WHAT THIS TASK INVOLVES: Below are some entries; can you quote all of them exactly?
--- begin DATA EXTRACT ---
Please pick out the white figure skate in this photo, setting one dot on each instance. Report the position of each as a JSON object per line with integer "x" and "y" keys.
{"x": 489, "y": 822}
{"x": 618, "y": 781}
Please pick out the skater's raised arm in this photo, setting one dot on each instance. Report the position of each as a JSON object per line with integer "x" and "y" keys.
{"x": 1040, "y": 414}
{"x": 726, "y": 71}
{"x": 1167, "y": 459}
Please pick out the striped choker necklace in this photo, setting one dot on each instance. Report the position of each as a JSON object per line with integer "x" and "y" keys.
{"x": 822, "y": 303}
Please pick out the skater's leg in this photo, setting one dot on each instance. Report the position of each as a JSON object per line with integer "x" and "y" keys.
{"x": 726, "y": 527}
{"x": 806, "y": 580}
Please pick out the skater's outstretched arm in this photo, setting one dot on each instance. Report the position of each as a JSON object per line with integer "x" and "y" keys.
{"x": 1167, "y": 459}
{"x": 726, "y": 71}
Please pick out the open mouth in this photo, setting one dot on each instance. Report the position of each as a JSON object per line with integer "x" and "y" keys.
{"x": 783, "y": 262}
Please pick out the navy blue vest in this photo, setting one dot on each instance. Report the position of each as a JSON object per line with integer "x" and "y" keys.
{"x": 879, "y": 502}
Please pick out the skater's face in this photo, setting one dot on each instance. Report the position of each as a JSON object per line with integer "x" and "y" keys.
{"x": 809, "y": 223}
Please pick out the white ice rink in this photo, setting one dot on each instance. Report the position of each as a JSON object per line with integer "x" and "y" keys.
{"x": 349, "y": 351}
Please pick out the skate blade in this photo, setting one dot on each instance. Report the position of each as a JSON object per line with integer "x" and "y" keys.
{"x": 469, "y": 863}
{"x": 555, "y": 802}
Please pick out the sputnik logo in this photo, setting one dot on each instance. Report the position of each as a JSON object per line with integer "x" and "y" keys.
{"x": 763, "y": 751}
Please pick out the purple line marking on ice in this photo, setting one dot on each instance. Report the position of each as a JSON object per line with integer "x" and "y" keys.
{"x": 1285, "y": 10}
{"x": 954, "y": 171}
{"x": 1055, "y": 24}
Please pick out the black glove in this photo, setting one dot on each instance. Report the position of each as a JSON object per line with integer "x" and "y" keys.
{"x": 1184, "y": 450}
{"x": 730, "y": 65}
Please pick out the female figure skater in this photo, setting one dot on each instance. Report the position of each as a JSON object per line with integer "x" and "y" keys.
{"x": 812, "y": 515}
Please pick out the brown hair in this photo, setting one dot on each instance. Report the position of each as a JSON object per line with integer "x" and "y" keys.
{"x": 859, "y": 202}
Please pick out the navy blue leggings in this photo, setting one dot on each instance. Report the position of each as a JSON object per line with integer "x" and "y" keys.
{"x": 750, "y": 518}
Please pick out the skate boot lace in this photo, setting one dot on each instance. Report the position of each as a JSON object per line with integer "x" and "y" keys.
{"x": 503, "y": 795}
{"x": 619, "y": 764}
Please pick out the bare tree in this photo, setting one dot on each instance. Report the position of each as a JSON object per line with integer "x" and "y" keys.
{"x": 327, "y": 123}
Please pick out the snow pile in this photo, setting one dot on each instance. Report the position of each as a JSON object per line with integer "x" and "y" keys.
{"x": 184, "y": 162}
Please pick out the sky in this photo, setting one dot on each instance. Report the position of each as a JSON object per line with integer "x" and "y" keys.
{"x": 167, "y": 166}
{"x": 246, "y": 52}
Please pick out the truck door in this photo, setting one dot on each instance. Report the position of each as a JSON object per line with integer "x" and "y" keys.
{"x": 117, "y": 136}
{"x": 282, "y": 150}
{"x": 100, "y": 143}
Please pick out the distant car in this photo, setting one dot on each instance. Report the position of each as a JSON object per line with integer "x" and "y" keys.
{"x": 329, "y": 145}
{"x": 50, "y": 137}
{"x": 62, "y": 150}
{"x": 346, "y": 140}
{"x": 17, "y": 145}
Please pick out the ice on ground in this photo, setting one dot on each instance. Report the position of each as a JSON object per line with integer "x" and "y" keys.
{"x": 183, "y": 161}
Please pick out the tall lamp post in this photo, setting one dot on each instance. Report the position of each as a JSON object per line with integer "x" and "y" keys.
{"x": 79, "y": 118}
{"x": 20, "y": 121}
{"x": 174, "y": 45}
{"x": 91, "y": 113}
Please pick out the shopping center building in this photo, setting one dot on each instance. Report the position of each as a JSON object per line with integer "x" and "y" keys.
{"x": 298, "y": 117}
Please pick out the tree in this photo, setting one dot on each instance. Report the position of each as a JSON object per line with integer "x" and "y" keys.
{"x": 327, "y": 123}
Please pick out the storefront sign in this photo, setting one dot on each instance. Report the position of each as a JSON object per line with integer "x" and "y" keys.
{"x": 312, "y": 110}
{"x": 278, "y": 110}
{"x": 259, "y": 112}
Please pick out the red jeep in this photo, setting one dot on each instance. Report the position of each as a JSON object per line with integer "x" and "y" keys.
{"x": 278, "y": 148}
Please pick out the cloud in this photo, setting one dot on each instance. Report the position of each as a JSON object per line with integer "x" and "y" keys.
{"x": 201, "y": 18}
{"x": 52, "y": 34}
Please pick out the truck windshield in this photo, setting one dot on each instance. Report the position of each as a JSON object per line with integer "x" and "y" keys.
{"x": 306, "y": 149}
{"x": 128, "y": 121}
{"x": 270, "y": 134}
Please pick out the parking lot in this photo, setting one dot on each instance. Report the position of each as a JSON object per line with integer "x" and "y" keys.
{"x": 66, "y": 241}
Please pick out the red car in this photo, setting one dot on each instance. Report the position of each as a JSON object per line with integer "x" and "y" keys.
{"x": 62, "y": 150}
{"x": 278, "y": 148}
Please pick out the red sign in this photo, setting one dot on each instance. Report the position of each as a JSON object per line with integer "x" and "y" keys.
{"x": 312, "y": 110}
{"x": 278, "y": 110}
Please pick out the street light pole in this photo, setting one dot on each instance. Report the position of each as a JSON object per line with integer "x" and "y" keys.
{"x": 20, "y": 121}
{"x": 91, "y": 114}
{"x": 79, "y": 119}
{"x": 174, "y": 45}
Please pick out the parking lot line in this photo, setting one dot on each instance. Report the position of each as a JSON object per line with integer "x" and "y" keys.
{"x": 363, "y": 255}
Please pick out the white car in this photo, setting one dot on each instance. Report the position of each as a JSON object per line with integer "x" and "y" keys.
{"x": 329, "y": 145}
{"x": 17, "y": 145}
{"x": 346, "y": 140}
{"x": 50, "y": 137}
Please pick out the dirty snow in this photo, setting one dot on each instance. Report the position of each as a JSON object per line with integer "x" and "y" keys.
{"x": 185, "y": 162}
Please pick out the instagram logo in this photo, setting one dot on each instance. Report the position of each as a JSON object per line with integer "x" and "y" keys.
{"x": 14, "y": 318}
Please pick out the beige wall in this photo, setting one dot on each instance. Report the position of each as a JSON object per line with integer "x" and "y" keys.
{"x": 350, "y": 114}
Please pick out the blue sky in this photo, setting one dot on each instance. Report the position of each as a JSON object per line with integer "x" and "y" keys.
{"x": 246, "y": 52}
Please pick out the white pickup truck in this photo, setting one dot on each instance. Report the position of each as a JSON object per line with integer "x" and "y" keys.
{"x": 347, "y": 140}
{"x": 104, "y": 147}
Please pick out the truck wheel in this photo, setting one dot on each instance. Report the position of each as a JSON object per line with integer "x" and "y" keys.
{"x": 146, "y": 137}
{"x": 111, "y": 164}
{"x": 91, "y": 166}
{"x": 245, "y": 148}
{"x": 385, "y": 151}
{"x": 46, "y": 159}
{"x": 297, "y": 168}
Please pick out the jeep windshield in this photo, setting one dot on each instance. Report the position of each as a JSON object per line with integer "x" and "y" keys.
--- end DATA EXTRACT ---
WRITTEN SOLUTION:
Please pick out the white figure skate in this photo, setting one dot on each instance. Report the position of each as a JSON object per line with integer "x" and "y" keys.
{"x": 489, "y": 822}
{"x": 618, "y": 781}
Please pick out the skater's raised arm in this photo, setting one dot on each instance. Report the position of each as a JSON object per line with integer "x" and "y" keys.
{"x": 1040, "y": 414}
{"x": 726, "y": 71}
{"x": 1167, "y": 459}
Please pick out the striped choker necklace in this photo, setting one dot on each instance. Report the position of each as a JSON object per line with integer "x" and "y" keys.
{"x": 822, "y": 303}
Please pick out the skater's leg in this photo, setting one dot on each instance. Report the position of each as a JSON object per line with integer "x" and "y" keys.
{"x": 726, "y": 527}
{"x": 806, "y": 580}
Please pick out the skater's outstretched arm in this photo, setting one dot on each instance. Report the position of each as a JSON object per line with integer "x" and "y" keys.
{"x": 1167, "y": 459}
{"x": 726, "y": 71}
Please pick out the open mouth in this photo, setting one dot on each instance. Report the position of each as a JSON object per line with integer "x" and "y" keys.
{"x": 783, "y": 262}
Please pick out the navy blue vest in this photo, setting one dot on each instance. Report the position of each as a JSON object per line with integer "x" and "y" keys.
{"x": 879, "y": 502}
Please pick out the skater's face in this photo, setting one dot on each instance. Report the position of each as a JSON object per line with integer "x" and "y" keys.
{"x": 809, "y": 223}
Please pick out the white ice rink in this photo, setting one dot on each instance. Report the position of each as a JSON object per line with integer "x" and "y" keys.
{"x": 349, "y": 351}
Please pick out the skate blade in this photo, setting one dot on each instance. Report the position of each as a JSON object per line with integer "x" and "y" keys.
{"x": 469, "y": 863}
{"x": 555, "y": 802}
Please pick out the sputnik logo in this photo, setting one dot on each instance. Report the position of each as a JSON object per line with integer "x" and "y" keys.
{"x": 763, "y": 751}
Please pick out the purple line marking on ice in this photo, setting one dot on each instance. Report the position of each as a JSON object per line with integer "x" and "y" keys.
{"x": 1285, "y": 10}
{"x": 954, "y": 171}
{"x": 1055, "y": 24}
Please pick out the black glove in this photo, setting one dot on each instance. Report the position of each as a JSON object per line with integer "x" and "y" keys.
{"x": 1184, "y": 450}
{"x": 730, "y": 65}
Please pick out the female figure skater in this photo, setting one dot on each instance. Report the position of each as a JSON object per line with integer "x" and "y" keys.
{"x": 812, "y": 515}
Please pick out the brown hair in this photo, setting one dot on each instance. Report the position of each as a JSON object per line with integer "x" and "y" keys.
{"x": 859, "y": 202}
Please pick out the navy blue leggings in this photo, setting one dot on each instance. Report the position of each as a JSON object per line with integer "x" and "y" keys.
{"x": 750, "y": 518}
Please pick out the skate boot lace in this photo, setting one dot on each instance. Report the position of each as a JSON object per line with integer "x" and "y" keys.
{"x": 503, "y": 795}
{"x": 619, "y": 764}
Please pick out the bare tree in this photo, setting one dot on each instance. Report the position of each as a JSON object per line with integer "x" and "y" keys.
{"x": 327, "y": 123}
Please pick out the snow pile in this photo, setting one dot on each instance. Report the position of each as a JSON object per line with integer "x" and "y" keys.
{"x": 184, "y": 162}
Please pick out the sky in this photo, setting one dot on each instance. Report the position of each as a JSON object per line with integer "x" and "y" keys.
{"x": 167, "y": 166}
{"x": 246, "y": 52}
Please pick out the truck door in this photo, setting one dot on each instance. Report the position of each as a JSON object per line with integer "x" and "y" keys.
{"x": 117, "y": 136}
{"x": 282, "y": 150}
{"x": 100, "y": 143}
Please pick out the distant car in this photo, setting one dot on each instance. Report the position of each as a JSON object per line with integer "x" and "y" keys.
{"x": 329, "y": 145}
{"x": 50, "y": 137}
{"x": 62, "y": 150}
{"x": 346, "y": 140}
{"x": 17, "y": 145}
Please pick out the ice on ground in this photo, setting one dot on each instance. Report the position of each as a JSON object per line with integer "x" and "y" keys.
{"x": 183, "y": 161}
Please pick out the tall lamp post in this photo, setting one dot on each instance. Report the position of each as a JSON object per line with integer "x" and "y" keys.
{"x": 79, "y": 118}
{"x": 20, "y": 121}
{"x": 174, "y": 45}
{"x": 91, "y": 113}
Please pick out the shopping center building in this photo, setting one dot on each instance. Report the position of each as a JSON object per line with integer "x" and "y" keys.
{"x": 298, "y": 117}
Please pick out the tree in this photo, setting one dot on each instance. Report the position of each as a JSON object per line with integer "x" and "y" keys.
{"x": 327, "y": 123}
Please pick out the storefront sign in this photo, setting one dot on each instance. Report the position of each as a JSON object per line with integer "x" and "y" keys.
{"x": 312, "y": 110}
{"x": 278, "y": 110}
{"x": 259, "y": 112}
Please pick out the red jeep in this photo, setting one dot on each instance. Report the position of each as a JSON object per line with integer "x" and "y" keys.
{"x": 278, "y": 148}
Please pick out the cloud in this photo, setting one dot on each instance. Report the position of each as a JSON object per line with integer "x" and "y" keys.
{"x": 201, "y": 18}
{"x": 52, "y": 34}
Please pick out the truck windshield in this photo, setting one dot on each instance. Report the position of each as a JSON object per line with integer "x" and "y" keys.
{"x": 306, "y": 149}
{"x": 128, "y": 121}
{"x": 270, "y": 134}
Please pick out the parking lot in this photo, setting one dot on each instance. Report the position of each as a JSON object per line with integer "x" and "y" keys.
{"x": 66, "y": 241}
Please pick out the red car in this photo, setting one dot on each instance. Report the position of each as a JSON object per line with integer "x" and "y" keys.
{"x": 62, "y": 150}
{"x": 278, "y": 148}
Please pick out the red sign in this photo, setting one dot on each instance. Report the position of each as a JSON object per line with integer "x" and "y" keys.
{"x": 312, "y": 110}
{"x": 278, "y": 110}
Please pick out the street light pole in this photo, setting one dot on each instance. Report the position of each as a JSON object per line with integer "x" and "y" keys.
{"x": 20, "y": 121}
{"x": 91, "y": 114}
{"x": 79, "y": 119}
{"x": 174, "y": 45}
Please pick out the parking lot line in this photo, setting one dot on each instance. Report the position of each as a JSON object per line with integer "x" and "y" keys.
{"x": 363, "y": 255}
Please pick out the white car in this photo, setting one dot on each instance. Report the position of each as a JSON object per line with integer "x" and "y" keys.
{"x": 329, "y": 145}
{"x": 17, "y": 145}
{"x": 346, "y": 140}
{"x": 50, "y": 137}
Please pick out the dirty snow in this photo, setting one dot on each instance. Report the position of each as a JSON object per line with integer "x" and "y" keys.
{"x": 185, "y": 162}
Please pick out the instagram logo in this photo, setting one dot on each instance. Report the position of each as a JSON object per line with integer "x" and "y" keys.
{"x": 14, "y": 318}
Please pick out the beige wall in this photo, setting one dot on each instance. Report the position of each as a JSON object per line with integer "x" and "y" keys.
{"x": 350, "y": 114}
Please pick out the blue sky in this photo, setting one dot on each instance. Report the position of each as a JSON object per line with integer "x" and "y" keys.
{"x": 246, "y": 52}
Please pick out the white pickup truck in this photo, setting one dot on each instance. Report the position of each as a JSON object per line with integer "x" and "y" keys.
{"x": 347, "y": 140}
{"x": 104, "y": 147}
Please pick out the truck wheel in this photo, setting one dot on each instance. Report the position of each as a JSON object per line with integer "x" and "y" keys.
{"x": 146, "y": 137}
{"x": 111, "y": 164}
{"x": 91, "y": 166}
{"x": 245, "y": 148}
{"x": 385, "y": 151}
{"x": 46, "y": 159}
{"x": 297, "y": 168}
Please pick out the jeep windshield in this photo, setting one dot on each instance. Report the position of each as a JSON object per line with integer "x" and "y" keys.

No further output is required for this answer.